### EXERCISE AIM:
A word-for-word copy of the lines below, starting at the line with "trunk in this photo." and ending at the last one, is what you should give. Omit every picture.
Segment Start: SOURCE INFORMATION
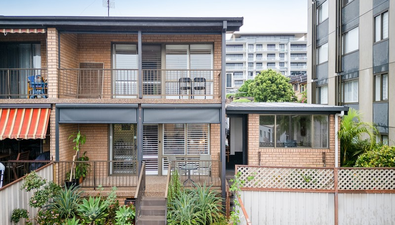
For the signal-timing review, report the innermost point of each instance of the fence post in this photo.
(336, 197)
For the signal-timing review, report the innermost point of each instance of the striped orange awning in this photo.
(25, 123)
(23, 31)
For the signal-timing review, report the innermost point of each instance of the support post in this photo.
(223, 122)
(140, 65)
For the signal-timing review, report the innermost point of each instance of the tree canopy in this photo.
(269, 86)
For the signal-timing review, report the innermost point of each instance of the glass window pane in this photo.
(377, 85)
(174, 139)
(385, 25)
(377, 28)
(197, 139)
(385, 86)
(320, 132)
(266, 127)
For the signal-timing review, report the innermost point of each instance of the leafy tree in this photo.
(350, 134)
(270, 86)
(379, 156)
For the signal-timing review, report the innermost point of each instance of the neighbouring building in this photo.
(247, 54)
(351, 58)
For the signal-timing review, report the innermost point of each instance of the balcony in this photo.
(21, 83)
(124, 83)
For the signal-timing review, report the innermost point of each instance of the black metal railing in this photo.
(92, 174)
(25, 83)
(124, 83)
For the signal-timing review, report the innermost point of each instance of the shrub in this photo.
(380, 156)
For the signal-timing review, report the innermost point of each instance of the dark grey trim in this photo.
(181, 106)
(21, 106)
(92, 106)
(140, 65)
(57, 118)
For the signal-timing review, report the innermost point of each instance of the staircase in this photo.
(153, 204)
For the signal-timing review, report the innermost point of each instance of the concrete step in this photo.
(153, 210)
(151, 220)
(153, 201)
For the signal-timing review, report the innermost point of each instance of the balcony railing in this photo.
(23, 83)
(124, 83)
(118, 173)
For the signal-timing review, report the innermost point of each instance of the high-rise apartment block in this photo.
(247, 54)
(351, 58)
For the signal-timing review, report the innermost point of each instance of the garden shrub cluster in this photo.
(67, 206)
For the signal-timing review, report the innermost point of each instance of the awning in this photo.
(24, 123)
(23, 31)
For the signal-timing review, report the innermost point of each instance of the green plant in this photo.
(66, 202)
(92, 210)
(350, 134)
(72, 221)
(82, 167)
(18, 214)
(125, 215)
(379, 156)
(78, 139)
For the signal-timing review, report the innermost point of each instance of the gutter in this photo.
(337, 115)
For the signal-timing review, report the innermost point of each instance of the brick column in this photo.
(53, 62)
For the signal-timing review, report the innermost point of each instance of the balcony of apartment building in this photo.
(23, 72)
(103, 66)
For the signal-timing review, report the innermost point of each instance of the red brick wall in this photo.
(303, 157)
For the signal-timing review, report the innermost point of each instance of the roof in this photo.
(124, 24)
(281, 108)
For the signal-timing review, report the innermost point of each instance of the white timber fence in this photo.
(325, 196)
(12, 197)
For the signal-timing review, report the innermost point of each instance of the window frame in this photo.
(344, 93)
(312, 116)
(381, 26)
(381, 99)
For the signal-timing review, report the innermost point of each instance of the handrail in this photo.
(248, 222)
(227, 199)
(140, 189)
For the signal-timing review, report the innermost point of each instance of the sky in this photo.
(259, 15)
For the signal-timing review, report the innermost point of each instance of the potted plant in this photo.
(79, 139)
(82, 167)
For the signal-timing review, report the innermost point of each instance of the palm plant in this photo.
(350, 134)
(66, 202)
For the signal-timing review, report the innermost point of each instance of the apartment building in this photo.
(140, 89)
(351, 58)
(247, 54)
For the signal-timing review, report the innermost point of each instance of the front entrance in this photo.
(236, 150)
(150, 148)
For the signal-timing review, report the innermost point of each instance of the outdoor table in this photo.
(188, 168)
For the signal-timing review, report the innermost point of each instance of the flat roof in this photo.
(281, 108)
(145, 24)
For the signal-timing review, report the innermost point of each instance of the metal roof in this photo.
(281, 108)
(124, 24)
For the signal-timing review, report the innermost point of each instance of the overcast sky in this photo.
(259, 15)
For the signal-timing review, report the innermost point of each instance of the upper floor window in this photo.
(322, 12)
(322, 95)
(293, 131)
(381, 27)
(381, 87)
(350, 91)
(322, 53)
(351, 41)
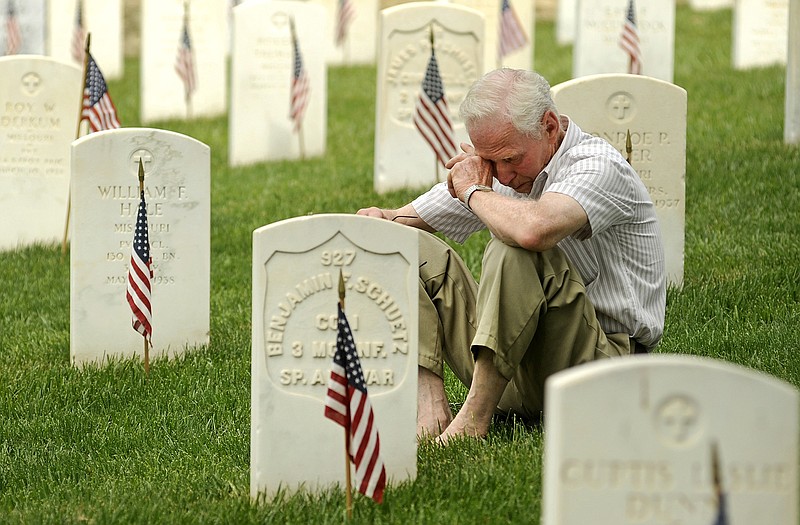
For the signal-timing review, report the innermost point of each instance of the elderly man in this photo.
(574, 270)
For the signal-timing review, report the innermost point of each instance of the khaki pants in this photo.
(530, 309)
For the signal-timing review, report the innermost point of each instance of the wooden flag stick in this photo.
(348, 482)
(144, 336)
(187, 94)
(302, 141)
(628, 146)
(77, 136)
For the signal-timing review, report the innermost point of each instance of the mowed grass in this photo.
(107, 445)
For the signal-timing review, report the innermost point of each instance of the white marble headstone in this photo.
(261, 79)
(655, 113)
(296, 268)
(635, 441)
(599, 24)
(521, 58)
(102, 18)
(162, 90)
(760, 33)
(30, 15)
(565, 21)
(38, 121)
(791, 131)
(403, 159)
(707, 5)
(105, 199)
(359, 45)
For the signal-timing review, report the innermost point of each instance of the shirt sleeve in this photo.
(446, 214)
(604, 189)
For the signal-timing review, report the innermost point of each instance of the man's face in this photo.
(517, 159)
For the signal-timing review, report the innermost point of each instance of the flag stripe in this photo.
(353, 410)
(13, 34)
(512, 35)
(98, 108)
(345, 15)
(431, 116)
(184, 61)
(78, 47)
(629, 40)
(140, 275)
(299, 86)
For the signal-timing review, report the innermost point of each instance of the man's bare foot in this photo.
(467, 423)
(487, 387)
(433, 410)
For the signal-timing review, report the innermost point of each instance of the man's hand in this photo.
(466, 151)
(468, 171)
(373, 211)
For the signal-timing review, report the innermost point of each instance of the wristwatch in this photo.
(472, 189)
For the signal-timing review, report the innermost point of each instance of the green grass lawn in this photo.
(105, 445)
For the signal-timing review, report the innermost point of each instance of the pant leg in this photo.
(446, 308)
(533, 313)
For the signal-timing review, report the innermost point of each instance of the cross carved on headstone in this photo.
(146, 157)
(620, 103)
(31, 81)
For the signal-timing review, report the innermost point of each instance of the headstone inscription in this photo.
(760, 33)
(183, 59)
(654, 112)
(296, 268)
(38, 121)
(519, 20)
(669, 439)
(599, 25)
(791, 131)
(101, 18)
(403, 158)
(351, 31)
(105, 198)
(22, 27)
(263, 88)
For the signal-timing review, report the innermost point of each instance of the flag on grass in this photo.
(629, 41)
(140, 275)
(512, 35)
(344, 16)
(98, 108)
(13, 34)
(184, 62)
(78, 34)
(300, 85)
(431, 117)
(347, 404)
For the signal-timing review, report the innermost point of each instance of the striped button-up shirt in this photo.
(619, 254)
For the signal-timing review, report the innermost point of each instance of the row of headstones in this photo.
(760, 32)
(655, 439)
(52, 30)
(47, 27)
(646, 439)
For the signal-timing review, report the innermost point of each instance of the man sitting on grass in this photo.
(574, 270)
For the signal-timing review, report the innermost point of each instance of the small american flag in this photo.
(13, 34)
(98, 108)
(184, 62)
(78, 35)
(140, 275)
(300, 86)
(344, 16)
(431, 117)
(512, 35)
(629, 41)
(347, 404)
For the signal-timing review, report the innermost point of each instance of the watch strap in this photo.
(472, 189)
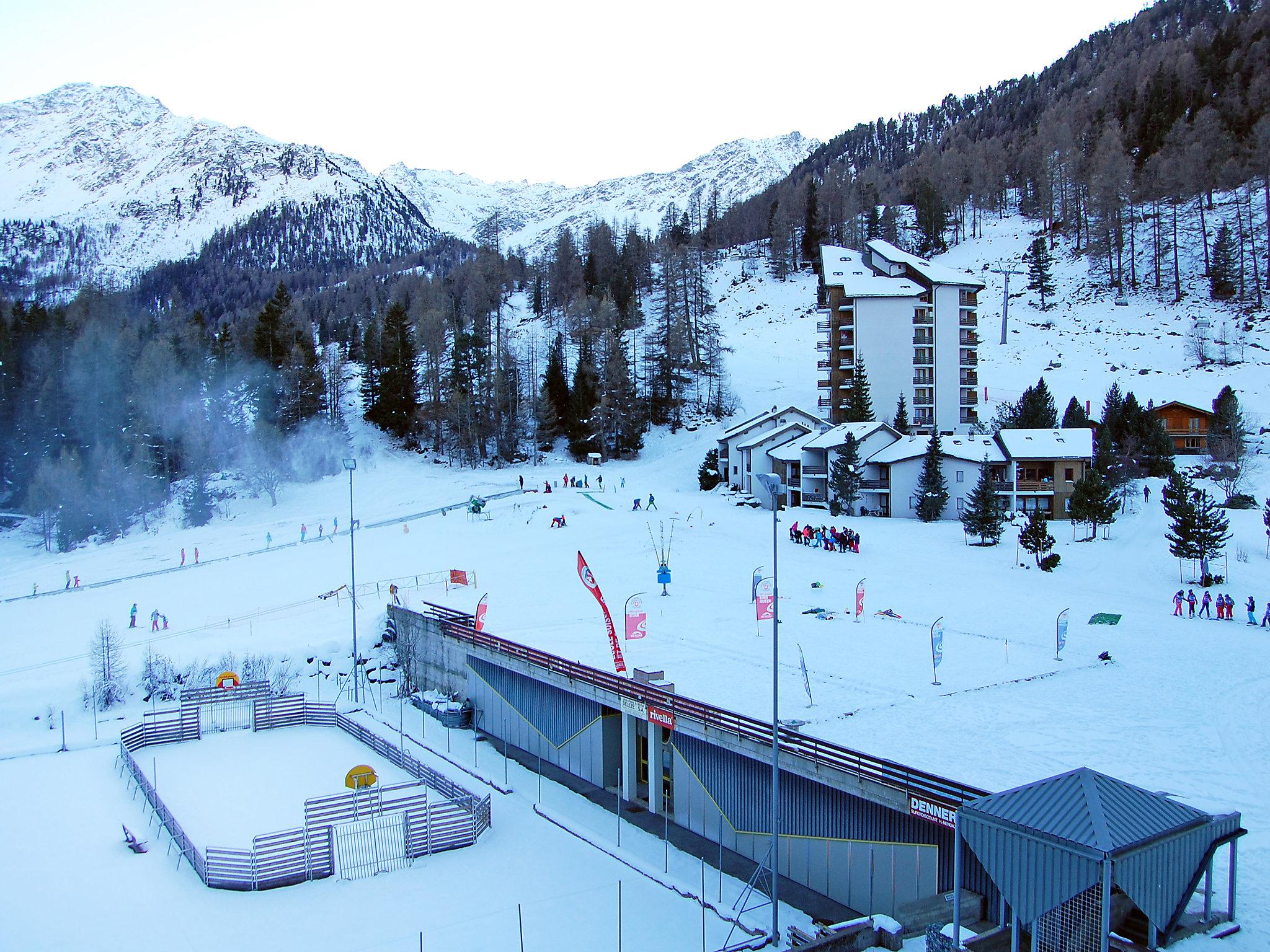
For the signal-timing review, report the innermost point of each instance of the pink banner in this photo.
(763, 602)
(637, 619)
(590, 582)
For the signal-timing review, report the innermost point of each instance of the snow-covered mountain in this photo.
(534, 213)
(98, 183)
(130, 184)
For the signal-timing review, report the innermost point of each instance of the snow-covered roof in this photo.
(962, 447)
(837, 437)
(843, 268)
(934, 273)
(1075, 443)
(791, 452)
(769, 434)
(763, 418)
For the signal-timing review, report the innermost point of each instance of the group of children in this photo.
(1225, 607)
(826, 537)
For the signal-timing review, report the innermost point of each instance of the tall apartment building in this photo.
(913, 324)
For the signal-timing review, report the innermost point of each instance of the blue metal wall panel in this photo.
(557, 714)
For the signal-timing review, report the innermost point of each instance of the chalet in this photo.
(1186, 426)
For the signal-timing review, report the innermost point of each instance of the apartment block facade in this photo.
(913, 324)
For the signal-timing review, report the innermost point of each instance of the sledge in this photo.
(135, 844)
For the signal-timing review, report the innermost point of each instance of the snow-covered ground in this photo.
(1181, 706)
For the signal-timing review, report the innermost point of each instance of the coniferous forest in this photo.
(247, 357)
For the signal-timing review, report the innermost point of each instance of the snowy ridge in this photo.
(456, 202)
(148, 186)
(98, 183)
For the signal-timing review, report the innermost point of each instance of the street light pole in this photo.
(352, 555)
(776, 490)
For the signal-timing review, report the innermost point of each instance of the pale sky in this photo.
(559, 92)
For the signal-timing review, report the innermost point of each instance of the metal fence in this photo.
(337, 837)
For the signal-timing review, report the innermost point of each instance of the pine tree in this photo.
(984, 514)
(1075, 415)
(1036, 537)
(1093, 501)
(1212, 531)
(1041, 276)
(1179, 500)
(845, 475)
(901, 423)
(1222, 271)
(933, 490)
(859, 403)
(1037, 408)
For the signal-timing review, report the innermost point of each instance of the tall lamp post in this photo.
(352, 555)
(776, 491)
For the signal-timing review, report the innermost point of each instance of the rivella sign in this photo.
(931, 811)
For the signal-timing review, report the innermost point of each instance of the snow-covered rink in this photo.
(229, 787)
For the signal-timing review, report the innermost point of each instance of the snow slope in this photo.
(534, 213)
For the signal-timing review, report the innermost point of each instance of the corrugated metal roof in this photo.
(1089, 809)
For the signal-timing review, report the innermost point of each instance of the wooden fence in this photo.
(432, 824)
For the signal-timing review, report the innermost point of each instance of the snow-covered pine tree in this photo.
(859, 403)
(984, 514)
(1093, 501)
(933, 490)
(1036, 537)
(845, 478)
(1212, 532)
(1041, 272)
(901, 421)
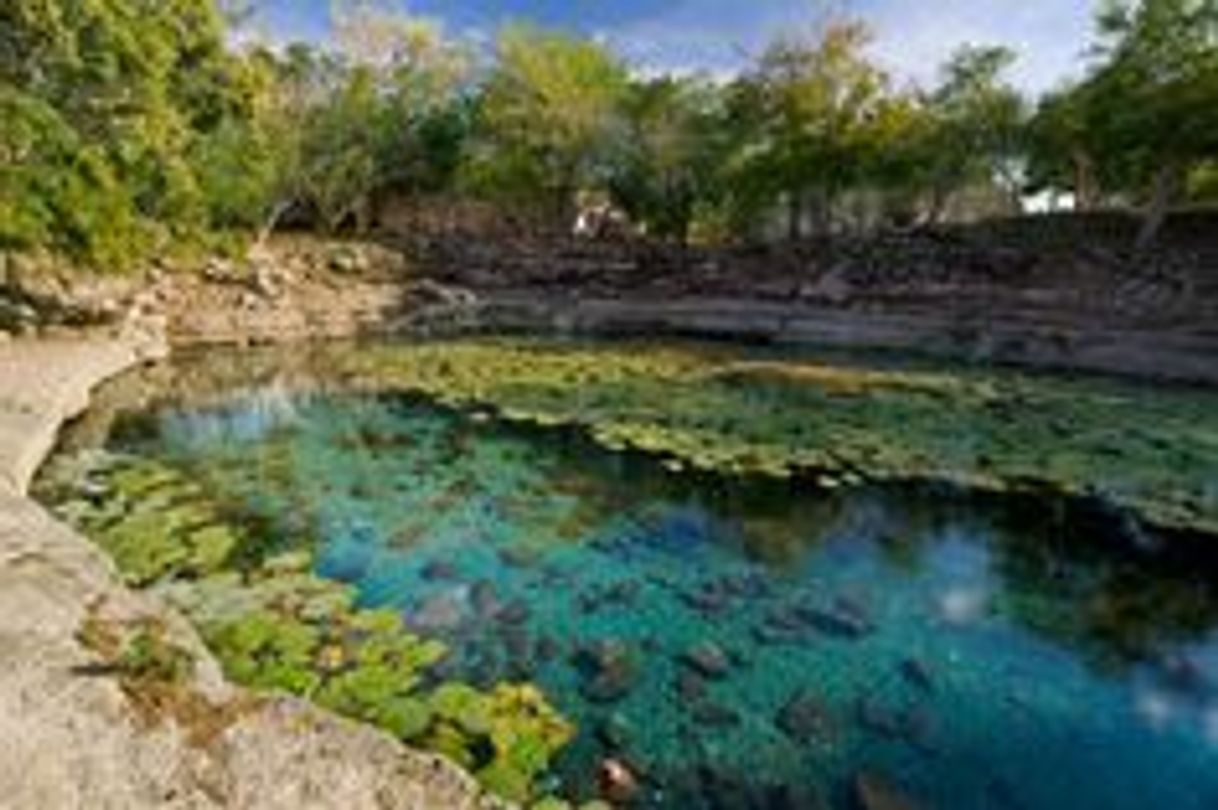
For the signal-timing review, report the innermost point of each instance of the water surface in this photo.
(741, 642)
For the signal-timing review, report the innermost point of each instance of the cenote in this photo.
(733, 640)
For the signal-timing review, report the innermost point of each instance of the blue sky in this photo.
(914, 35)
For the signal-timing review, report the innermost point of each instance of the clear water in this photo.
(976, 653)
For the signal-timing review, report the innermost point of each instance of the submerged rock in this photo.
(442, 613)
(514, 613)
(708, 659)
(917, 674)
(876, 792)
(609, 668)
(616, 782)
(803, 718)
(440, 571)
(485, 599)
(715, 715)
(844, 619)
(691, 687)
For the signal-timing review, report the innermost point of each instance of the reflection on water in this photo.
(748, 643)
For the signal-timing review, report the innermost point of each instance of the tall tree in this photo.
(816, 99)
(1154, 94)
(548, 118)
(671, 161)
(979, 126)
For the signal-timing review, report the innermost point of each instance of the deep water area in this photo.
(722, 641)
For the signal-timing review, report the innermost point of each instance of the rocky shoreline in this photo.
(85, 730)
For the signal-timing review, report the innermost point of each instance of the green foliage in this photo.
(508, 736)
(135, 128)
(109, 100)
(716, 412)
(670, 174)
(547, 119)
(279, 627)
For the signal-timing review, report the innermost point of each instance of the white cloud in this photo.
(914, 35)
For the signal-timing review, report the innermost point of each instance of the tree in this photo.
(126, 91)
(547, 119)
(670, 166)
(816, 100)
(1154, 94)
(979, 126)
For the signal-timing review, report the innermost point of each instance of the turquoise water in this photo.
(746, 643)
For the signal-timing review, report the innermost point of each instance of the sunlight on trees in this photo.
(133, 130)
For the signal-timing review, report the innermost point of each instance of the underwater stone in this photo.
(615, 732)
(880, 720)
(843, 618)
(708, 659)
(441, 613)
(440, 571)
(705, 599)
(610, 669)
(485, 598)
(917, 674)
(691, 687)
(616, 782)
(803, 718)
(876, 792)
(715, 715)
(547, 648)
(514, 613)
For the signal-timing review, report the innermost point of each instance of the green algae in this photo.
(1151, 451)
(279, 627)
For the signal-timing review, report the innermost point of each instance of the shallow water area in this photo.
(733, 642)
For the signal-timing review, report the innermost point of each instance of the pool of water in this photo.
(744, 642)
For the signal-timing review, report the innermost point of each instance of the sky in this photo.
(914, 37)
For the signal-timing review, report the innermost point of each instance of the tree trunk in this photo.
(268, 227)
(794, 216)
(1167, 183)
(1084, 182)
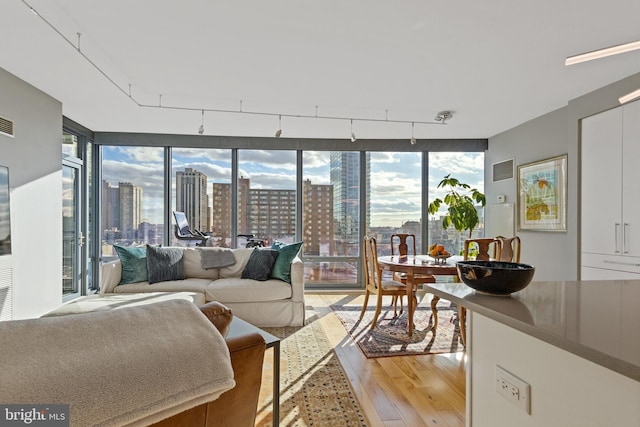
Segment End: SOURCE INFORMATION
### SOLUTION TO THE EXERCISE:
For the signal-timing review, report the innermost point of each instance of the tree trunk in this photo.
(268, 227)
(794, 216)
(1167, 183)
(1084, 182)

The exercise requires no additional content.